### Short exercise 1
Determine whether each of the following statements agrees with the essay on reading between the lines, answering yes or no and quoting the deciding words of the essay: (a) A participant in a distribution center said that Books@Work professors read in between the lines. (b) Scholars agree on the precise definition of critical analysis. (c) Participants reading Hemingway's Nick Adams stories discussed his iceberg theory.
### Short exercise 2
Resume the essay on reading between the lines after its final sentence.

### Document passage
[Start]

How “Reading Between the Lines” Helps at Work (and Everywhere Else)

How “Reading Between the Lines” Helps at Work (and Everywhere Else)

Image: Frederic Edwin Church, The Iceberg, 1891, Carnegie Museum of Art, Pittsburg, PA, [Public Domain] via Wikimedia Commons

In a post-program interview, a participant in a distribution center observed that Books@Work professors “read in between the lines.” Although he entered the conversation with a particular perspective based on his own reading, the professors challenged him to read more deeply, to find something he didn’t initially see. As the program progressed, instead of “just reading or retaining information,” the participant began to read for what he called “clues” in the story, “little clues that aren’t actually in quotations or blatantly out there.”

Another participant, reading Hemingway’s Nick Adams stories with her colleagues, recently told their professor that she was excited to explore “beneath the surface” of his words. Together, they had discussed Hemingway’s iceberg theory, in which he intentionally tells a simple story, leaving the reader to discover and expose the underlying themes.

In the English classroom, a professor would call this deeper engagement with a text “critical analysis.” It’s the ability to see beneath the surface, to reason through the meaning of details, and to situate the object of analysis within a larger context–it enables vital, careful thinking about texts, yes, but also about people, organizations, experiences. “Critical” in this context means crucial, of central importance and critical analysis is a close cousin to the elusive “critical thinking” so many organizations seek to foster in their workforce. We all become better employees and co-workers, friends and citizens, mothers and fathers, when we improve and refine our ability to understand what’s around us through observation and thoughtful analysis.

Although scholars may disagree about its precise definition, they uniformly acknowledge that critical analysis (sometimes called textual analysis or close reading) is the beating heart of literary study. They also agree that its value extends far beyond the walls of the university. The professors who sign on to teach with Books@Work do so because they believe this, and they want to explore critical analysis with people who have left the post-secondary educational system or who have not had access to its riches. Time and time again in our exit interviews, participants report that critical analysis, what they instead call “reading between the lines” or “going beyond the story,” is a central element of their Books@Work experience.

[End]

### Point annotation dataset records
[Start]

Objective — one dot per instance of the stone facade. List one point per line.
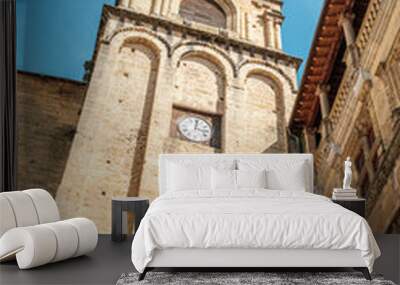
(364, 120)
(48, 110)
(154, 65)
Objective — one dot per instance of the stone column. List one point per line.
(346, 23)
(156, 7)
(366, 152)
(269, 30)
(278, 36)
(124, 3)
(322, 93)
(392, 86)
(309, 138)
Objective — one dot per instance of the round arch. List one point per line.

[End]

### Expected output 1
(a) Yes: "a participant in a distribution center observed that Books@Work professors “read in between the lines.”"
(b) No: "Although scholars may disagree about its precise definition"
(c) Yes: "Together, they had discussed Hemingway’s iceberg theory"

### Expected output 2
Mary Cassatt, "Summertime," c. 1894 [Public Domain] via Wikimedia Commons

Mary Cassatt, “Summertime,” c. 1894 [Public Domain] via Wikimedia Commons

Texts of all kinds invite interpretation – they rarely communicate a single idea, and they are built on layers of meaning rather than a static set of messages. This ability to see subtext, to see implied meaning rather than just surface meaning, has direct application well beyond the literature seminar. One Books@Work participant, a risk management associate, explained this idea most powerfully in describing her new approach to reading legal documents as reading stories with different “pieces and themes”: “what do they mean by that paragraph?” she asked herself, “If I don’t take it at face value, what implications could that have in the grander scheme of things? It caused me to take a step back and look at it from more of a big picture, rather than just the literal, ‘I’m reading contracts now’.”

Learning to do critical analysis, to read closely and “between the lines” causes participants to read not just texts but everything around them, differently. Marvin Riley, the President of Fairbanks Morse Engine, has implemented Books@Work seminars throughout his company – from his executive team to his production floor. In a presentation this summer at Chautauqua Institution, Marvin shared the power of critical analysis for his team, and for himself:

“Because Books@Work is professor led, you really learn a lot about reading a book. There’s so much more to the sentence. . . it has so much more color. It has so much more meaning. My first reflection was that even in my own life, there’s so much more to the people I interface with day to day. I’m so much more present. . . so much more aware.”

Narratives, in their endless complexity, serve as a powerful proxy for the complexity of people and experience that we all contend with every day. Learning to analyze them critically empowers participants to make “so much more” out of all that they encounter.

And who couldn’t benefit from seeing just a little more?

Further Reading:

The Element of Surprise: What Stories Help Us See

Hard Conversations

Jessica Isaac

Jessica Isaac

Jessica Isaac is a former member of the Books@Work team.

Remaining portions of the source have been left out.